Pull every line containing the word "gold" out of the material below.

*** Begin section ***

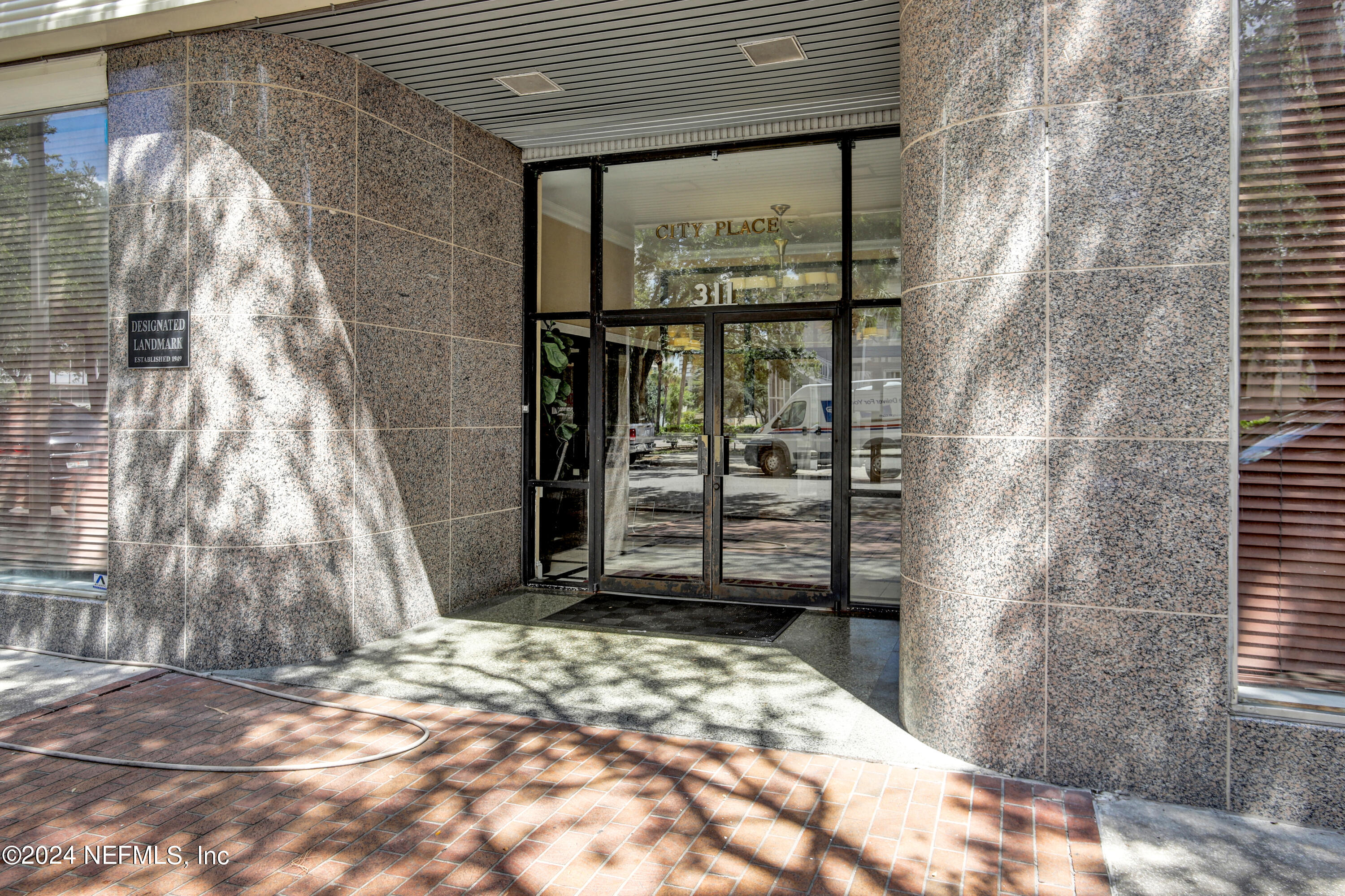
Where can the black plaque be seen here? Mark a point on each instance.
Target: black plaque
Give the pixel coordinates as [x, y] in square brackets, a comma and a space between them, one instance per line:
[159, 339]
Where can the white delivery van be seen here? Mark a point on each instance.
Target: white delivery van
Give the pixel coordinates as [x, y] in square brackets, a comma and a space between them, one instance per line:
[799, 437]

*** End section ***
*** Begin section ***

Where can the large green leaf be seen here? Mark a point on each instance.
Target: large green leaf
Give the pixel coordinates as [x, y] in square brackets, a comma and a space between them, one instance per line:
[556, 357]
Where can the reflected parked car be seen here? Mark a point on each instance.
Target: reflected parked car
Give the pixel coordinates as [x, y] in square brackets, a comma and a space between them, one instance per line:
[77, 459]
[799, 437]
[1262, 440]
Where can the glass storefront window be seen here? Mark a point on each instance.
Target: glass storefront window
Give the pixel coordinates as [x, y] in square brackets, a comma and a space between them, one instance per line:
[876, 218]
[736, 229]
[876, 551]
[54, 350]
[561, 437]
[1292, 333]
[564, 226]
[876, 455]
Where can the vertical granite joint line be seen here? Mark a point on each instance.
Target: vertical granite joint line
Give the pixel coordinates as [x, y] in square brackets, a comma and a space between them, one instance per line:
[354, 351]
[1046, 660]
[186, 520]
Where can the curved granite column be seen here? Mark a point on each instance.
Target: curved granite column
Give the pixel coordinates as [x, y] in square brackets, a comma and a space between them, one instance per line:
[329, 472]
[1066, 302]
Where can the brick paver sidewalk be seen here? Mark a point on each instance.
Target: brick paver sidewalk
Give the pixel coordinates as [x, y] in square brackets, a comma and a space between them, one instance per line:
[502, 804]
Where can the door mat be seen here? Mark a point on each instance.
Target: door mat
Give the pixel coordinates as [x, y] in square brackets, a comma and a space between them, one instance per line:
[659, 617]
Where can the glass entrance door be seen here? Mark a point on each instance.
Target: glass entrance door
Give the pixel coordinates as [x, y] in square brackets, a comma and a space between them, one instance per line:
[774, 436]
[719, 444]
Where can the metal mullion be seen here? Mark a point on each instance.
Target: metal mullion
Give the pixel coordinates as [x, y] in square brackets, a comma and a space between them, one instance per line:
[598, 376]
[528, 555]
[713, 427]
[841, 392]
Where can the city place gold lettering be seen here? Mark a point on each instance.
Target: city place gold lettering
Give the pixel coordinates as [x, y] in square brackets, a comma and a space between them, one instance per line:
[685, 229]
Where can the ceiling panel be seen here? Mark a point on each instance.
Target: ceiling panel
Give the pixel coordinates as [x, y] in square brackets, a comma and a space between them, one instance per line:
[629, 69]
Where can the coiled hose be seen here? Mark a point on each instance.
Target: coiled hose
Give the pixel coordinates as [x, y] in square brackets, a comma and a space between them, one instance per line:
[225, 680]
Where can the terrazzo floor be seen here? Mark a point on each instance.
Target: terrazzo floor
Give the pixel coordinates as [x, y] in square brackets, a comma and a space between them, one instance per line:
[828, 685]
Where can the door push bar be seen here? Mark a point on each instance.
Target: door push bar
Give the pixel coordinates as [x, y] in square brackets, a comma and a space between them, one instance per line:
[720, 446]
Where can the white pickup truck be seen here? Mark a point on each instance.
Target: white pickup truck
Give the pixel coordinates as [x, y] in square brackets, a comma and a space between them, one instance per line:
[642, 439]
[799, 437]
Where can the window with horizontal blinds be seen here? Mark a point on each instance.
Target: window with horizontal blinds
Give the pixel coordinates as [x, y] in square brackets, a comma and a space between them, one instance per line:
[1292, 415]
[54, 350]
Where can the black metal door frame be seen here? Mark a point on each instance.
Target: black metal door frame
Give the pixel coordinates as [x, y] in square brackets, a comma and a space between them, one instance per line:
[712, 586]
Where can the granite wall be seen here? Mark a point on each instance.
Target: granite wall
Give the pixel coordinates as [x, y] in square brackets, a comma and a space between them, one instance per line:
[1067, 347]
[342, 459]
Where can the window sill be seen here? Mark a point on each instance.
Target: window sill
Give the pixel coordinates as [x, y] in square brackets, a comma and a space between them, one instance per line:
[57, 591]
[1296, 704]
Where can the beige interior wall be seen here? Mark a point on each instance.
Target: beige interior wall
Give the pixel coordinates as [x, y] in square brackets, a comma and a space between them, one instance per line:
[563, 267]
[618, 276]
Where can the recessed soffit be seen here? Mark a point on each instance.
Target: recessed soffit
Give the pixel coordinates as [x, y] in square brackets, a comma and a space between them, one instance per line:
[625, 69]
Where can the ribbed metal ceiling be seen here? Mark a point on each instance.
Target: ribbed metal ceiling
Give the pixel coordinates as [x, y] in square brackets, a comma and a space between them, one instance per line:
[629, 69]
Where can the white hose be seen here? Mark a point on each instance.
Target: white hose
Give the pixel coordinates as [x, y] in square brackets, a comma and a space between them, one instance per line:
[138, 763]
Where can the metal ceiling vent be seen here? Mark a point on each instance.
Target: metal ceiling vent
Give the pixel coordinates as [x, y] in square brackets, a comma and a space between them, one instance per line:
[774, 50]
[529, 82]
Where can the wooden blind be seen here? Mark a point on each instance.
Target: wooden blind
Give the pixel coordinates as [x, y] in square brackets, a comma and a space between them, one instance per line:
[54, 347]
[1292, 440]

*** End section ***
*** Begin section ***

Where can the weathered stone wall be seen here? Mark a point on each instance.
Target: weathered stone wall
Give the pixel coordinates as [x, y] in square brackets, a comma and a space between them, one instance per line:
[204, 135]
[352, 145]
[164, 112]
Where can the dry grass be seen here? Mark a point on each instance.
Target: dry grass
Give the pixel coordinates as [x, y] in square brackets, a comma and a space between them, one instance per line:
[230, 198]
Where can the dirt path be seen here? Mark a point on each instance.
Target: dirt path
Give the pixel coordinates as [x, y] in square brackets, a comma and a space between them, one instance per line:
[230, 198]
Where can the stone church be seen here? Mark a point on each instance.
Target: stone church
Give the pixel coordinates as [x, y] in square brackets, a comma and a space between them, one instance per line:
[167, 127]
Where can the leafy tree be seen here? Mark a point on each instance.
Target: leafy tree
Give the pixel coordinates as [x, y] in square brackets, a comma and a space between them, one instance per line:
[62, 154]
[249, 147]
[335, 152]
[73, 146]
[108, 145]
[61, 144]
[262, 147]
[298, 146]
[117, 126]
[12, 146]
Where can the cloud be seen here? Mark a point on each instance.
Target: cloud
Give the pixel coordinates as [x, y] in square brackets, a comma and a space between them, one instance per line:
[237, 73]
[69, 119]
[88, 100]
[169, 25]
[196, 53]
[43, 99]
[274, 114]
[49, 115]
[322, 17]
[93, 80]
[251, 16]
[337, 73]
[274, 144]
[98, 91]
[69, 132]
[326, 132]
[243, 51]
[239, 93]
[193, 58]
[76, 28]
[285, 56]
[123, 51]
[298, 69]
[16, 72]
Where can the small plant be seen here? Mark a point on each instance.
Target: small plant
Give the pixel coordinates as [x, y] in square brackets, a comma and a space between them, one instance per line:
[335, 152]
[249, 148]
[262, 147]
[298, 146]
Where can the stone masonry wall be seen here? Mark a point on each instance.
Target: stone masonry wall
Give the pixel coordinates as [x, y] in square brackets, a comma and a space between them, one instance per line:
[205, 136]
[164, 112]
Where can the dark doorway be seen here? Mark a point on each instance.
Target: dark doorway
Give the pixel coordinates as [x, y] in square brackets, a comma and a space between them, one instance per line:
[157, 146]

*** End section ***

| RESPONSE AREA |
Where can the city place gold lettering be seen here? Mark a point on each instance.
Target: city place gold lettering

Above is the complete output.